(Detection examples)
========================================================================
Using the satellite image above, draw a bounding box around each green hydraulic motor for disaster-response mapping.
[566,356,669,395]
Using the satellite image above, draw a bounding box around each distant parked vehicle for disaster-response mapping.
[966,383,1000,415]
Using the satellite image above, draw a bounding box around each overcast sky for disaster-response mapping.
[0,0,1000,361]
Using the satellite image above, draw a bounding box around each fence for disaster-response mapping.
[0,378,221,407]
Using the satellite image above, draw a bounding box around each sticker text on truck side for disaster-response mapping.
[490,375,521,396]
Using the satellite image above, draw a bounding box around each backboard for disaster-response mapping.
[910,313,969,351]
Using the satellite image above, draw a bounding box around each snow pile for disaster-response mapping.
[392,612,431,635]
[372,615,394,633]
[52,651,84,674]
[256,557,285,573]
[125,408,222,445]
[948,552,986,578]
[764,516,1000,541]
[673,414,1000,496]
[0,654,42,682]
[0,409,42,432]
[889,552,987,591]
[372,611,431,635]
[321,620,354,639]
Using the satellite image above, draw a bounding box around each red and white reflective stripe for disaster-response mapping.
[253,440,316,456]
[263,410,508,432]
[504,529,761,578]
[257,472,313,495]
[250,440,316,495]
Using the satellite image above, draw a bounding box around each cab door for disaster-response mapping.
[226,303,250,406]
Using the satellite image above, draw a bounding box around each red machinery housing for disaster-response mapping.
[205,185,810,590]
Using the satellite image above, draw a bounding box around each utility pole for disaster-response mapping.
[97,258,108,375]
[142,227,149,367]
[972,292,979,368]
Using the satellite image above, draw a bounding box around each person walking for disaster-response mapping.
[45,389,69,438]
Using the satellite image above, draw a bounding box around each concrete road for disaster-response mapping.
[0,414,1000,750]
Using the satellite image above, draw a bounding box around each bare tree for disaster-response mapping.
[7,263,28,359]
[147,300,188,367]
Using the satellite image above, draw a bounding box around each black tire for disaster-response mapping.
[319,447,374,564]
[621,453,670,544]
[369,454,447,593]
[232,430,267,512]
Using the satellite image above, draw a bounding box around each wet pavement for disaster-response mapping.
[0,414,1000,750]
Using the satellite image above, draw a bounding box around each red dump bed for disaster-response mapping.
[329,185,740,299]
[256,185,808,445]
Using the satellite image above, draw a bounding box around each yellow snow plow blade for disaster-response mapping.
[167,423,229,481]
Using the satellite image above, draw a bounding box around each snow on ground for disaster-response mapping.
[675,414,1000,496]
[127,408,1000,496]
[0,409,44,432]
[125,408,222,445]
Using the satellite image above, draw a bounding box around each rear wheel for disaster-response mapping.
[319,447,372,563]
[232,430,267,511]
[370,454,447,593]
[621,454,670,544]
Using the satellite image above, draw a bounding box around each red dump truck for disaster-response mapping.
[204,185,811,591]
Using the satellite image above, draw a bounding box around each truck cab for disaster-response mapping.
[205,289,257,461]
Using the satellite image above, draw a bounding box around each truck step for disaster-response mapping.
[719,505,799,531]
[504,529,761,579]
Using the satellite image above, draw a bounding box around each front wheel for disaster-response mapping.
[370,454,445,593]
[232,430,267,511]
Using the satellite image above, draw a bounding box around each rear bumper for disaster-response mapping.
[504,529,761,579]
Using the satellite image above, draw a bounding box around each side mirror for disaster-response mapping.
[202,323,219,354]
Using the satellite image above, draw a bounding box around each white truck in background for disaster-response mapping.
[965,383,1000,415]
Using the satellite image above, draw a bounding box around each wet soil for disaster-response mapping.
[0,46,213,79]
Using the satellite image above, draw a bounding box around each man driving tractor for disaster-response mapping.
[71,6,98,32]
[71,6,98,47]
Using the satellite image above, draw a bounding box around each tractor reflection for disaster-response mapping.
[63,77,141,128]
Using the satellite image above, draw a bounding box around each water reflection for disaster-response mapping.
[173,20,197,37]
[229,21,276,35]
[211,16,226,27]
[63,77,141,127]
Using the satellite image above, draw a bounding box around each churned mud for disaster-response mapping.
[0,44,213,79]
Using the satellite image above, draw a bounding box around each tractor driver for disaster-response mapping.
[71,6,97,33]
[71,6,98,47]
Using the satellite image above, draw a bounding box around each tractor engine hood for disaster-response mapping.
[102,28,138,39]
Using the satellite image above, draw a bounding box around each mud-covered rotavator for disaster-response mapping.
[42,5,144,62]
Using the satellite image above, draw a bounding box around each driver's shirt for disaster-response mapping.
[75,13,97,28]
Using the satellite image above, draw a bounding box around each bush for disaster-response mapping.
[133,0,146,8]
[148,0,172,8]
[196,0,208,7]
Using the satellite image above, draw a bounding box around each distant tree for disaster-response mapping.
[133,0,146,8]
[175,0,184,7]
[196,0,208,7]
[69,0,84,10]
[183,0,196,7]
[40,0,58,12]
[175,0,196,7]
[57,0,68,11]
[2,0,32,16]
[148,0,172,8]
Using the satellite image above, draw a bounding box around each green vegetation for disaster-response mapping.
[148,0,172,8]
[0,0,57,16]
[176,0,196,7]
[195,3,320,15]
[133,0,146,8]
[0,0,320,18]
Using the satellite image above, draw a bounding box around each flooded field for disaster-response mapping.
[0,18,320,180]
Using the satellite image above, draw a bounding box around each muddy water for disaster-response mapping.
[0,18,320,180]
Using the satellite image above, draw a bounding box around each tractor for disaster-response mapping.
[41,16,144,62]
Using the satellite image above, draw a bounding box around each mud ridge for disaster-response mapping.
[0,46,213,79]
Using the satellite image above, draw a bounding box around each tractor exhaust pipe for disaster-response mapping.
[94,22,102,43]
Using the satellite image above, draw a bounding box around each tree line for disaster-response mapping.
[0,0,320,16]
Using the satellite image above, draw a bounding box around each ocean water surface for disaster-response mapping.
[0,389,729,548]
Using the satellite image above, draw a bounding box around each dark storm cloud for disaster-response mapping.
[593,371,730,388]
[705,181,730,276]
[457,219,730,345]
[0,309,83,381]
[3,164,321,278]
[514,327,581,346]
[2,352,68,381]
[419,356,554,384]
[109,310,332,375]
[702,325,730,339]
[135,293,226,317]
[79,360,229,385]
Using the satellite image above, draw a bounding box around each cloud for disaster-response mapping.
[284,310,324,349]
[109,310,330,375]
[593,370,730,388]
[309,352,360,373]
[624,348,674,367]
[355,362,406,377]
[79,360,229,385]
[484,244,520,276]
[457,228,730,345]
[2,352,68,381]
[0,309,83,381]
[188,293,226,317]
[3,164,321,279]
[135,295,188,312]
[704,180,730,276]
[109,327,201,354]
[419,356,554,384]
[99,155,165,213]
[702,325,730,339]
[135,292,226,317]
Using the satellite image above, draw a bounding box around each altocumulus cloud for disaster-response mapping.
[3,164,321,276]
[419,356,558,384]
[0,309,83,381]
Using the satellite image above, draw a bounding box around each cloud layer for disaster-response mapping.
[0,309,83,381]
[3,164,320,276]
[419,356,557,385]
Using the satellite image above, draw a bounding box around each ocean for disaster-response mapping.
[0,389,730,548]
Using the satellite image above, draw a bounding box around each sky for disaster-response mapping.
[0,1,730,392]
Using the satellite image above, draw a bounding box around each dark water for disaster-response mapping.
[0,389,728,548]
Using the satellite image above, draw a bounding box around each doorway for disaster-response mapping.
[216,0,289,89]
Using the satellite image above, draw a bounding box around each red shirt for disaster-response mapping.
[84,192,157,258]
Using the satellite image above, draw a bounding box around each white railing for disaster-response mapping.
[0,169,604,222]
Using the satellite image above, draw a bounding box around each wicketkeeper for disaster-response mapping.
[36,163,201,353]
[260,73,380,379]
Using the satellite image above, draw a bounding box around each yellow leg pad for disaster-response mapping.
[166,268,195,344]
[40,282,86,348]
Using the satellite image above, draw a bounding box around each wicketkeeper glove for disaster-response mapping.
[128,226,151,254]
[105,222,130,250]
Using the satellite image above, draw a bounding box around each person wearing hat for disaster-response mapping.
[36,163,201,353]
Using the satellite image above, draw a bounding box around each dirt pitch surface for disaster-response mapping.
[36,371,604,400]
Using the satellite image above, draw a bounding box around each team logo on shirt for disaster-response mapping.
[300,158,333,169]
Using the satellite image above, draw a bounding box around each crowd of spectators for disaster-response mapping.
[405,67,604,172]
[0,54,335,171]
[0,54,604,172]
========================================================================
Set problem: Give back the lines from the one containing "spectators for disaster-response mapping." through the last row, inclusive, with "crowd" swapped for "group" and nothing else changed.

Task answer:
Using the satellite image above, draw a bounding box around each group of spectators for disaster-response mapping.
[405,67,604,172]
[0,54,335,171]
[0,54,604,172]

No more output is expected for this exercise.